┌────────
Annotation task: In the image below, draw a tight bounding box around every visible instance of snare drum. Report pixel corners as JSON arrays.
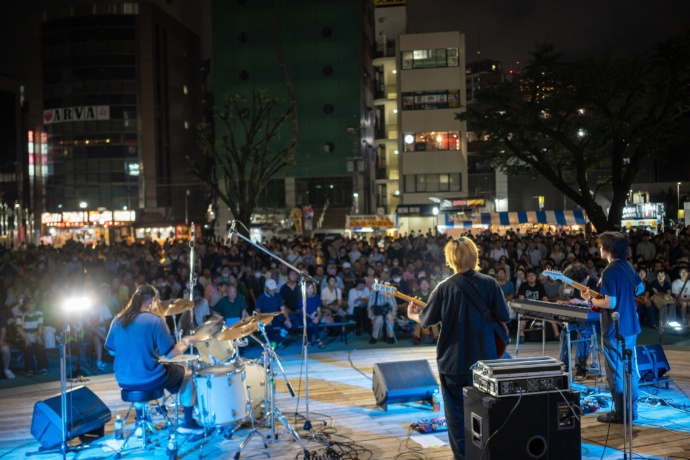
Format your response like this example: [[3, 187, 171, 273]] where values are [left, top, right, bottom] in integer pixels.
[[159, 353, 200, 368], [194, 361, 265, 427]]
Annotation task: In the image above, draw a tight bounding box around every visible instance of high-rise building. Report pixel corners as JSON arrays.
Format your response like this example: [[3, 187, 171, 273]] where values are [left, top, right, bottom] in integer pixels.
[[26, 1, 204, 244], [396, 31, 468, 234], [211, 0, 375, 225]]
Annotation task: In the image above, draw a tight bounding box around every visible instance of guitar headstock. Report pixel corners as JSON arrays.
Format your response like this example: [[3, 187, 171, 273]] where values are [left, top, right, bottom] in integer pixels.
[[372, 281, 397, 298], [541, 269, 566, 283]]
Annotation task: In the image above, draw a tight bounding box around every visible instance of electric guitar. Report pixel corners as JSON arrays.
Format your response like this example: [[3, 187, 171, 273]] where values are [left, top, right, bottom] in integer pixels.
[[372, 281, 509, 358], [541, 269, 602, 312]]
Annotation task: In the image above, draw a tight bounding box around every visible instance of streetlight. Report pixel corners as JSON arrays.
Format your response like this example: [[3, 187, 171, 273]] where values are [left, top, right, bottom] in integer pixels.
[[678, 182, 681, 222], [353, 192, 359, 214]]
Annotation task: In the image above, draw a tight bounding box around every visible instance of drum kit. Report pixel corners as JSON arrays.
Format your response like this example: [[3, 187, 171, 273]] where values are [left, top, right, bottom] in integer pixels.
[[159, 301, 308, 458]]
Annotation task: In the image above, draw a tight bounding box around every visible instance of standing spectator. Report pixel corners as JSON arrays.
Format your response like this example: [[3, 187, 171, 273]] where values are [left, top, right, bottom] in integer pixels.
[[635, 232, 657, 262], [15, 297, 49, 377], [0, 310, 15, 378]]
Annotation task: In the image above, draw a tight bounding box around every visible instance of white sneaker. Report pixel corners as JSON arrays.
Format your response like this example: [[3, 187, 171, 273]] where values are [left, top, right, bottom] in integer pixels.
[[4, 369, 15, 379]]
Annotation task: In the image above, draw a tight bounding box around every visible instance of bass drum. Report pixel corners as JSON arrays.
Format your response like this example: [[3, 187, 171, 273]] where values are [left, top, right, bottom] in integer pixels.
[[193, 361, 265, 427]]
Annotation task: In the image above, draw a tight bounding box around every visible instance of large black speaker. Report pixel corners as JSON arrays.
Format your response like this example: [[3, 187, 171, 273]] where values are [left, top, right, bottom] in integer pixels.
[[636, 344, 670, 381], [31, 386, 111, 449], [372, 360, 438, 411], [464, 387, 581, 460]]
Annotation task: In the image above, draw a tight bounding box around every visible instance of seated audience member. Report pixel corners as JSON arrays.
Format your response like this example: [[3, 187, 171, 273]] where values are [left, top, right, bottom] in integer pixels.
[[347, 278, 370, 335], [635, 267, 655, 328], [15, 297, 49, 377], [255, 279, 290, 348], [320, 275, 345, 324], [651, 270, 675, 328], [367, 285, 397, 344], [411, 278, 439, 344], [672, 267, 690, 325], [297, 282, 325, 348], [212, 282, 248, 325], [83, 299, 113, 371]]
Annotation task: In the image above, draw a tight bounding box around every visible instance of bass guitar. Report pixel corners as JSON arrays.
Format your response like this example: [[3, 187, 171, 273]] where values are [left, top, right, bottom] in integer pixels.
[[372, 281, 509, 358], [541, 269, 602, 312]]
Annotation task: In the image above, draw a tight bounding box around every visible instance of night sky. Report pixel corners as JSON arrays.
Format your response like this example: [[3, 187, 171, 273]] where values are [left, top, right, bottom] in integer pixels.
[[1, 0, 688, 81], [407, 0, 689, 72]]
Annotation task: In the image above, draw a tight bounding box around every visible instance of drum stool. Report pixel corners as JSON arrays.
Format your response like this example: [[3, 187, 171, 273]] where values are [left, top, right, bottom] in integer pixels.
[[115, 388, 169, 459]]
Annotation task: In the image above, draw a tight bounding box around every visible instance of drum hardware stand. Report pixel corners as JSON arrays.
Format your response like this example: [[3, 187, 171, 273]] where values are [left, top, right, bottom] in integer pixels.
[[225, 221, 324, 437], [614, 313, 635, 460], [233, 321, 309, 459]]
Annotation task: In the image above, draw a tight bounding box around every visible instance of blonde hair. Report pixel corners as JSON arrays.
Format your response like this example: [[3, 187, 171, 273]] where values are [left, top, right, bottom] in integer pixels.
[[444, 237, 480, 273]]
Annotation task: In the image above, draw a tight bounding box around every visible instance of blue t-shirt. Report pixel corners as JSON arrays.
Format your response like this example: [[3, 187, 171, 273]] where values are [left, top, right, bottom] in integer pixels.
[[105, 312, 174, 389], [298, 295, 321, 317], [599, 261, 643, 340], [498, 280, 515, 298], [255, 292, 284, 314]]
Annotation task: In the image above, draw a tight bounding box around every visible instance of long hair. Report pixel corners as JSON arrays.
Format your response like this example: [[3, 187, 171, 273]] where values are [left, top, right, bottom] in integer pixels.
[[117, 284, 159, 329], [444, 237, 480, 274]]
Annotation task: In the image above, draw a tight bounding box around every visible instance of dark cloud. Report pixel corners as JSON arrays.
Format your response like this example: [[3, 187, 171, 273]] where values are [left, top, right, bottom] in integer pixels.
[[407, 0, 689, 71]]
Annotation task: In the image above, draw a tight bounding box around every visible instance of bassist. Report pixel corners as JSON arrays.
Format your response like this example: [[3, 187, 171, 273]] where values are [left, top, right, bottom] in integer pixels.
[[407, 237, 510, 460]]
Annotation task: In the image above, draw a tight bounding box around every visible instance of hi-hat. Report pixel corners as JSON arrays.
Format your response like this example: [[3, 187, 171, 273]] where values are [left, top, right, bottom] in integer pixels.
[[217, 322, 258, 341], [162, 299, 194, 316]]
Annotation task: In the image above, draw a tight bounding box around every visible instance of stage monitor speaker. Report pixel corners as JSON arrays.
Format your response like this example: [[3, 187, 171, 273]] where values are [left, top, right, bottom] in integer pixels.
[[372, 360, 438, 411], [636, 344, 670, 380], [464, 386, 580, 460], [31, 385, 111, 449]]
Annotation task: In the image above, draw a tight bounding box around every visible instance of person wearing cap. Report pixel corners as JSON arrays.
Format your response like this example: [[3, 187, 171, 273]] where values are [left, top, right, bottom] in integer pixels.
[[338, 262, 356, 292], [255, 279, 290, 348], [15, 297, 49, 377], [672, 267, 690, 325]]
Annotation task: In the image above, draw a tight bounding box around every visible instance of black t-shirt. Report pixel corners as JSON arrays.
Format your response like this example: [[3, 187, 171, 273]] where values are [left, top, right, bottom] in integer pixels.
[[517, 282, 546, 300]]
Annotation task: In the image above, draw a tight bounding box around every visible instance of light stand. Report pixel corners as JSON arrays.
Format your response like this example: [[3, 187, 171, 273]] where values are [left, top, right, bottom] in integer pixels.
[[225, 221, 323, 434], [26, 325, 92, 459]]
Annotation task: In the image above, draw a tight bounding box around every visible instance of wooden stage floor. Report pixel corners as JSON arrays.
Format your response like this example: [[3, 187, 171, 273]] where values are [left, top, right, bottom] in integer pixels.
[[1, 341, 690, 459]]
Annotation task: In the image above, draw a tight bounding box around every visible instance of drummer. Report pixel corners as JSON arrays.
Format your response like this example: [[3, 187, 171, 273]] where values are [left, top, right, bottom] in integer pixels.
[[105, 284, 204, 435], [212, 281, 249, 326]]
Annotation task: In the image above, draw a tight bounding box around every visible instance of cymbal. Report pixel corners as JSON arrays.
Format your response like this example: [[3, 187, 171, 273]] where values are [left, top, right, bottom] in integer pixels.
[[162, 299, 194, 316], [217, 322, 258, 341], [227, 316, 257, 329], [251, 312, 282, 324]]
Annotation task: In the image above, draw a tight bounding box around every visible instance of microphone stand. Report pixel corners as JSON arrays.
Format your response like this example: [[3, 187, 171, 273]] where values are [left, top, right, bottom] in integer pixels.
[[225, 221, 325, 435], [614, 316, 633, 460]]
└────────
» Your objective
Among the records, find all lines that include the string "shirt" and return them.

» Answer box
Annotation task: In the image above, draw a tight bounding box around every visible instance of blue t-shirt. Report pixel corners as JSON arrays.
Annotation task: In the image above, draw a tight bounding box around every visible instance of black t-shirt. Report pixel corners as JSON arrays.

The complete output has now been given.